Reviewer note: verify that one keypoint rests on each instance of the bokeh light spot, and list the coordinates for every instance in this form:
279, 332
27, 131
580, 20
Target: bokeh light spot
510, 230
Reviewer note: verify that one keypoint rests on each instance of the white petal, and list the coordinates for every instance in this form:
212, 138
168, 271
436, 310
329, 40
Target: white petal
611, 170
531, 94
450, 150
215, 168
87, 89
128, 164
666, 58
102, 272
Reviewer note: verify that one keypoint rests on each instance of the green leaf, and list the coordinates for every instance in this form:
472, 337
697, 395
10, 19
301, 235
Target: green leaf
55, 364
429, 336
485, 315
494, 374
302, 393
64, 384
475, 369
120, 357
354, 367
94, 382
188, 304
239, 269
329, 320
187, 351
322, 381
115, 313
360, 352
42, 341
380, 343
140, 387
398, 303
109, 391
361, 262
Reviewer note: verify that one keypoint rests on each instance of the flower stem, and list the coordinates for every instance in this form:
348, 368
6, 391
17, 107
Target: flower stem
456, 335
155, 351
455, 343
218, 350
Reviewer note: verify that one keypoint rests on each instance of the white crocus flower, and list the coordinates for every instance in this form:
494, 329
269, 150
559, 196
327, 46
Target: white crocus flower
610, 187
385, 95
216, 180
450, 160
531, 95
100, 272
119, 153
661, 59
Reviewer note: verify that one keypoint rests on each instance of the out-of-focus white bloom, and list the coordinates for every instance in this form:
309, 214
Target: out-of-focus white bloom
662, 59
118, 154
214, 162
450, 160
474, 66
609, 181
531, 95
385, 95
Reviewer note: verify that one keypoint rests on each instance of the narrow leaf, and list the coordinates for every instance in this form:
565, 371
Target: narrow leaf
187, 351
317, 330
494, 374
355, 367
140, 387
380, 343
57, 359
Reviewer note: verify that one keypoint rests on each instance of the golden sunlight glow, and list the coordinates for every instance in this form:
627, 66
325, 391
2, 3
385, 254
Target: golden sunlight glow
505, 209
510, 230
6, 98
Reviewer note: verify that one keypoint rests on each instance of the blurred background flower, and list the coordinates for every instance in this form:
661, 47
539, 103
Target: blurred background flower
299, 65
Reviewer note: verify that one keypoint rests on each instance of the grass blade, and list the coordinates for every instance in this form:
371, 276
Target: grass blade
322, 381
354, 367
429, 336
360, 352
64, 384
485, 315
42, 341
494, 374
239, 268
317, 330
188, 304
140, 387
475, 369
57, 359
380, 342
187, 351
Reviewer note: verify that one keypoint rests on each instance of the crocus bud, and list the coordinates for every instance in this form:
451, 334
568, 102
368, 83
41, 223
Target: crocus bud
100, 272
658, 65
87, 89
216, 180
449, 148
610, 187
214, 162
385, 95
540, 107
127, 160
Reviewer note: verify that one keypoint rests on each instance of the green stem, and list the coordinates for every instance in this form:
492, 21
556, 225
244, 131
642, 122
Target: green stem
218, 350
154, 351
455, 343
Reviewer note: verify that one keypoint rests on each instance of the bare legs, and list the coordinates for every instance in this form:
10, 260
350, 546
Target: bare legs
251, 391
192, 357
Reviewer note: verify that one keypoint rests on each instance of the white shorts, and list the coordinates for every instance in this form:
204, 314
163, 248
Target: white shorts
◇ ◇ ◇
Do this =
Update the lines from the one containing "of the blurred" through the end of the entries, inclusive, by replacing "Reviewer note" with "Annotator note" and changing nothing else. Give only those lines, rewritten.

Solution for this problem =
Annotator note: verify that one keypoint rests on each instance of the blurred background flower, and list the coordinates for every instance in this form:
661, 47
539, 103
Target: blurred background flower
299, 65
Annotator note: verify that one keypoint rests on each instance of the grass blade, and list the coordinates for every instance in this form:
371, 276
Target: grass blade
322, 381
354, 367
429, 336
360, 352
64, 384
485, 315
42, 341
494, 374
239, 268
317, 330
188, 304
140, 387
475, 369
57, 359
380, 342
187, 351
Annotator note: verify that one keypoint rests on each instance of the crocus bud, and list the coordinates for every instance in this form:
451, 334
568, 102
368, 83
41, 223
Target: crocus bud
100, 272
658, 65
87, 89
216, 180
449, 148
610, 187
214, 162
385, 95
540, 107
127, 160
Annotator note: verify that one keypoint rests on each instance of the green stem, and list the coordinates for every instance in this form:
492, 21
556, 225
244, 131
642, 122
Target: green stem
218, 350
154, 351
455, 343
Annotator note: verify that one keypoint rests on each instance of the bare legs, and list the coordinates for every instance in this form:
10, 260
350, 546
Target: bare legs
251, 391
192, 357
Annotator note: verify that one keypoint rests on each instance of the white shorts, and list the coordinates for every instance in this form:
204, 314
163, 248
Target: white shorts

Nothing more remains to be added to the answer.